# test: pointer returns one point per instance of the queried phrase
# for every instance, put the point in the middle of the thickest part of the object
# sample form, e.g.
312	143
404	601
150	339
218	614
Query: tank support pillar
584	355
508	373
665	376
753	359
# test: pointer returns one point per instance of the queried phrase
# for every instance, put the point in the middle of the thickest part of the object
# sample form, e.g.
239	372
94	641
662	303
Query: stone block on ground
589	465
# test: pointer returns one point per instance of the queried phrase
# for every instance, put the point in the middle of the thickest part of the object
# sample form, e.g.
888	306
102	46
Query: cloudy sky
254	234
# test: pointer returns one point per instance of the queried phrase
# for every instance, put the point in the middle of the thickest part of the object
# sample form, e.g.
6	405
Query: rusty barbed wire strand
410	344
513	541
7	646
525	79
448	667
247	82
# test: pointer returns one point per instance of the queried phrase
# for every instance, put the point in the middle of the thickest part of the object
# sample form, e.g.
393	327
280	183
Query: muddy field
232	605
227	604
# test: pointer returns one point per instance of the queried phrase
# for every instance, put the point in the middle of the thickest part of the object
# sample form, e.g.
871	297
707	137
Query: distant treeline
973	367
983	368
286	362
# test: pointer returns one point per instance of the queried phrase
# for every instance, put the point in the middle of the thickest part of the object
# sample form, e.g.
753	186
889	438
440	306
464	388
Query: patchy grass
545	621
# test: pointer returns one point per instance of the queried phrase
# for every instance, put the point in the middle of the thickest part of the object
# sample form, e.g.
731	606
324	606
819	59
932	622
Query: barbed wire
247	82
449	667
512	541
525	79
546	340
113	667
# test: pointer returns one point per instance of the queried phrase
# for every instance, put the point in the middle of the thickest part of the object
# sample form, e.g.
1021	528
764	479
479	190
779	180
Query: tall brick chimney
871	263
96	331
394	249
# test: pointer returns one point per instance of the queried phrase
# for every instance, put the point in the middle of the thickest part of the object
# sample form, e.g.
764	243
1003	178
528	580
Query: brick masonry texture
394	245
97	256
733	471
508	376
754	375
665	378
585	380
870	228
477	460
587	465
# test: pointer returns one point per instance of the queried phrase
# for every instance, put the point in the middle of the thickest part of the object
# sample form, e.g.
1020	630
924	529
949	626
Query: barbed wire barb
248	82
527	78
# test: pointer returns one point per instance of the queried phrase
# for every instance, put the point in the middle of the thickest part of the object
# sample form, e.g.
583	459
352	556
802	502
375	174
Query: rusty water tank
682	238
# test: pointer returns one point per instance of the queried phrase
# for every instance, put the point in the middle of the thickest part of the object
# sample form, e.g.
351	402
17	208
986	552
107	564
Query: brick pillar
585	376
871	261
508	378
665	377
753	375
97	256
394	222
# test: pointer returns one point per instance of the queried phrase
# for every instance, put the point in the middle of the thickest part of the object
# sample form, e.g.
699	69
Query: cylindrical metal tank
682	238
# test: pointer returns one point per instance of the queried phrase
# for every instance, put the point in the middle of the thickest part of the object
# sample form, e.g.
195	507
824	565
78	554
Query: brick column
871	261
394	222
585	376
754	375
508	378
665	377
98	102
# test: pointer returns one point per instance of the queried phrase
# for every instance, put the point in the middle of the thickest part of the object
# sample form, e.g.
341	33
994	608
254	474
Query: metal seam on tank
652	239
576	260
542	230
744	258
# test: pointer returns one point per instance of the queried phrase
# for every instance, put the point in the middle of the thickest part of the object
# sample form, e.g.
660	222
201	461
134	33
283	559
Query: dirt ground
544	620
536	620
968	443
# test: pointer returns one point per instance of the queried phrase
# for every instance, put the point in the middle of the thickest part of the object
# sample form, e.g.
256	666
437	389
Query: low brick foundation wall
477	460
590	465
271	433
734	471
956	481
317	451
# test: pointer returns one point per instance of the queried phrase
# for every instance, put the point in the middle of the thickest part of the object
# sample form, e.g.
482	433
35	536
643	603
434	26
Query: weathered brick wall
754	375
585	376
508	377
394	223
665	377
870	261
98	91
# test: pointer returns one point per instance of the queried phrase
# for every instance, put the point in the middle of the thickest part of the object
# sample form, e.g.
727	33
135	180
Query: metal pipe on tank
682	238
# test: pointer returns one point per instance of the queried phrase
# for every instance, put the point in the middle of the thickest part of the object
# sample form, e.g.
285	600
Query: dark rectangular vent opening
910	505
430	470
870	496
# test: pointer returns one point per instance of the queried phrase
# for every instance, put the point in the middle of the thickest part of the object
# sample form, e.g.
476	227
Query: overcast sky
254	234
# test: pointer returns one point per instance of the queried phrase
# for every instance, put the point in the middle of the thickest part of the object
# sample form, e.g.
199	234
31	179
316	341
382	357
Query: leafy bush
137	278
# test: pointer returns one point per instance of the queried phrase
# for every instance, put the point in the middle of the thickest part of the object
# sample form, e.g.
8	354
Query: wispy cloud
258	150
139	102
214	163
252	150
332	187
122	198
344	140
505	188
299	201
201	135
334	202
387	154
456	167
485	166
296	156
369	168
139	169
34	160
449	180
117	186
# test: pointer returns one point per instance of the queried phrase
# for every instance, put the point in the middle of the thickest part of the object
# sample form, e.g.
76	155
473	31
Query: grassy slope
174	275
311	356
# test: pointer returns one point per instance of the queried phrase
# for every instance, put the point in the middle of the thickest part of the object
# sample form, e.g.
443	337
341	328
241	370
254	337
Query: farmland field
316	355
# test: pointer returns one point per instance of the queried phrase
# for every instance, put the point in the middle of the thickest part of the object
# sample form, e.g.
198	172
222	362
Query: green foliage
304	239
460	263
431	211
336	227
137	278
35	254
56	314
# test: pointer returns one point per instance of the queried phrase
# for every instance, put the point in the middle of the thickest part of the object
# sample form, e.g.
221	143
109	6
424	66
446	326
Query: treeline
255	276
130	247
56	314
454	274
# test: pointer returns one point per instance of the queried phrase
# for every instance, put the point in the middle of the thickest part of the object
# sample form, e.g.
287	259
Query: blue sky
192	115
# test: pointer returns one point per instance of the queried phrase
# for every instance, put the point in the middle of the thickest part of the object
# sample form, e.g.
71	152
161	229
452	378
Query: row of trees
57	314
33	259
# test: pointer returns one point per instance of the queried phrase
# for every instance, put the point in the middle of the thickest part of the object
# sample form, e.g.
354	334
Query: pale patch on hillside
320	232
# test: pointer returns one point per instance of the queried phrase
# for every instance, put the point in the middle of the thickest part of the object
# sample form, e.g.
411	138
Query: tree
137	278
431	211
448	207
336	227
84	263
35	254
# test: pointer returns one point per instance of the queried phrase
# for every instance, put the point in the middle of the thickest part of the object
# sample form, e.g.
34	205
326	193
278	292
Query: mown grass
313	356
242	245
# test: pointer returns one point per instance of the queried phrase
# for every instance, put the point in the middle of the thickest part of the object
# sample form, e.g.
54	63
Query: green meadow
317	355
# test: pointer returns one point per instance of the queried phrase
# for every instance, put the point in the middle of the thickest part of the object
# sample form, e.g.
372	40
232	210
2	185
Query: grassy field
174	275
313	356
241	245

**AIM:** Print the records above in full, exactly.

**RESPONSE TO THIS TASK:**
# test: pointer returns one point per instance of the queried phrase
# for every instance, put the point in the middle of the thickest part of the object
# sample form, e.g.
312	143
404	601
150	339
218	614
Query: tank support pillar
584	355
508	373
665	376
753	359
# test: pointer returns one point per instance of the queried phrase
# for every instance, put the point in the middle of the thickest part of the object
# sample form, e.g.
239	372
94	641
662	303
Query: stone block on ground
589	465
# test: pointer returns one point per instance of the queried phrase
# for every instance, put the point in the middle of the thickest part of the object
# sample form, e.g.
888	306
102	46
Query: cloudy sky
254	234
# test: pointer returns one point per instance of the queried phrase
# for every instance, put the point in the middle of the thickest part of the object
# sample form, e.g.
6	405
Query: rusty barbed wire strand
410	344
513	541
7	646
525	79
448	667
247	82
# test: pointer returns one point per instance of the queried phrase
# for every instance, put the point in the middle of the thickest part of the object
# sample form, e.g.
393	327
280	183
Query: muddy field
232	605
227	604
# test: pointer returns one point per instance of the queried phrase
# for every instance, put the point in the middle of the thickest part of the object
# sample form, e.g.
871	297
707	137
Query: distant treeline
973	367
983	368
286	362
# test: pointer returns one point per instance of the queried phrase
# for every instance, put the point in the middle of the thickest part of the object
# sample form, e.g.
753	186
889	438
440	306
464	388
Query: patchy grass
545	621
# test: pointer returns one point per instance of the queried phrase
# for every instance, put the point in the middle of the thickest part of the object
# sample form, e.g.
731	606
324	606
819	59
932	622
Query: barbed wire
247	82
449	667
512	541
525	79
546	340
113	667
# test: pointer returns one point per instance of the queried phrase
# for every instance, put the point in the middle of the thickest part of the object
# sample form, e.g.
1021	528
764	479
479	190
779	180
Query: tall brick chimney
871	263
96	331
394	249
# test: pointer returns one point per instance of the queried phrase
# for every instance, put the point in the middle of the thickest part of the object
# sample form, e.g.
764	243
1003	178
528	580
Query: brick masonry texture
394	245
97	256
733	471
508	376
754	375
665	378
585	380
870	228
477	460
587	465
# test: pointer returns one point per instance of the queried phrase
# for every instance, put the point in the middle of the thickest part of the object
# sample form, e.g.
1020	630
924	529
949	626
Query: barbed wire barb
248	82
527	78
# test: pointer returns one point per instance of the queried phrase
# for every instance, put the point in the middle of the thickest part of the object
# sample form, e.g.
583	459
352	556
802	502
375	174
Query: rusty water tank
682	238
# test: pointer returns one point per instance of the queried phrase
# for every instance, put the point in the middle of the thickest part of the object
# sample form, e.g.
351	402
17	208
986	552
107	564
Query: brick pillar
585	376
871	261
508	378
665	377
753	375
97	256
394	222
# test: pointer returns one point per instance of the queried phrase
# for every instance, put the point in the middle of the thickest part of the object
# sample form, e.g.
699	69
Query: cylindrical metal tank
682	238
# test: pointer returns one point per instance of the queried phrase
# for every instance, put the point in the middle of the thickest part of the object
# sample form, e.g.
195	507
824	565
78	554
Query: brick column
871	261
394	222
585	376
754	375
508	378
665	377
98	102
# test: pointer returns one point per instance of the queried phrase
# for every instance, put the point in the middle of the thickest part of the object
# sample form, e.g.
341	33
994	608
254	474
Query: metal seam on tank
652	239
576	260
542	230
744	258
# test: pointer returns one point per instance of the queried phrase
# for every instance, put the point in the middle of the thickest part of the object
# sample form, e.g.
660	222
201	461
134	33
283	559
Query: dirt ground
544	620
536	620
968	443
# test: pointer returns one point per instance of the queried phrase
# for every instance, put the point in the middle of the thickest part of the object
# sample form, e.g.
256	666
437	389
Query: low brick foundation wall
477	460
590	465
271	433
734	471
956	481
317	451
# test: pointer returns one point per instance of the queried phrase
# for every instance, put the point in the middle of the thickest part of the object
# sample form, e.g.
482	433
35	536
643	603
434	26
Query: weathered brick wall
754	375
585	376
508	377
394	223
665	377
870	261
98	91
# test: pointer returns one point per instance of the queried phrase
# for every instance, put the point in the middle of the thickest part of the object
# sample form, e.g.
727	33
135	180
Query: metal pipe on tank
682	238
# test: pointer returns one point per instance of the queried phrase
# for every instance, put the point in the middle of the thickest part of the object
# sample form, e.g.
285	600
Query: dark rectangular vent opening
910	505
430	470
870	496
# test: pointer returns one point per instance of the queried phrase
# for every instance, put the point in the middle of the thickest part of the object
# sample form, e.g.
476	227
Query: overcast sky
254	234
# test: pointer returns one point per instance of the queried phrase
# for every instance, put the point in the middle of the thickest part of the object
# sample form, e.g.
199	234
31	179
316	341
382	357
Query: leafy bush
137	278
# test: pointer returns one point per instance of the queried phrase
# for every instance, put the point in the middle of the thickest part of the object
# sample form, e.g.
8	354
Query: wispy cloud
258	150
139	102
214	163
252	150
332	187
122	198
344	140
505	188
299	201
201	135
334	202
387	154
456	167
485	166
296	156
369	168
139	169
34	160
449	180
117	186
# test: pointer returns one point per instance of the queried phrase
# for every instance, put the point in the middle of the thickest part of the object
# sample form, e.g.
76	155
473	31
Query: grassy slope
174	275
311	356
# test: pointer returns one point per instance of the queried phrase
# for every instance, put the point in the middle of the thickest part of the object
# sample form, e.g.
443	337
341	328
241	370
254	337
Query: farmland field
316	355
# test: pointer returns one point per instance of the queried phrase
# for every instance, put the point in the middle of the thickest part of the object
# sample form, e.g.
198	172
222	362
Query: green foliage
304	239
460	263
431	211
336	227
137	278
35	254
56	314
# test: pointer returns one point per instance of the queried phrase
# for every instance, put the point in the middle of the thickest part of the object
# sample form, e.g.
221	143
109	6
424	66
446	326
Query: treeline
255	276
130	247
56	314
454	274
# test: pointer returns one point per instance of the queried phrase
# for every instance, put the point in the middle of the thickest part of the object
# sample form, e.g.
287	259
Query: blue sky
192	115
# test: pointer returns one point per instance of the queried phrase
# for every instance, put the point in the middle of the thickest part of the object
# sample form, e.g.
71	152
161	229
452	378
Query: row of trees
57	314
33	259
# test: pointer returns one point per instance of the queried phrase
# for every instance, put the point in the middle of the thickest part of the object
# sample form, e.g.
354	334
Query: pale patch on hillside
320	232
# test: pointer returns one point per instance of the queried phrase
# for every instance, put the point in the middle of the thickest part of the object
# sample form, e.g.
411	138
Query: tree
137	278
431	211
448	207
336	227
84	263
35	254
# test: pointer returns one point per instance of the queried phrase
# for every instance, put the point in the middle of the thickest part of the object
# sample form, e.g.
34	205
326	193
278	292
Query: mown grass
313	356
242	245
# test: pointer returns one point per instance of the queried phrase
# for every instance, put the point in the middle of the thickest part of the object
# sample form, e.g.
54	63
Query: green meadow
317	355
# test: pointer returns one point per instance of the queried phrase
# for every instance, put the point in the middle of the thickest part of the object
# sample form, e.g.
372	40
232	210
2	185
Query: grassy field
174	275
313	356
241	245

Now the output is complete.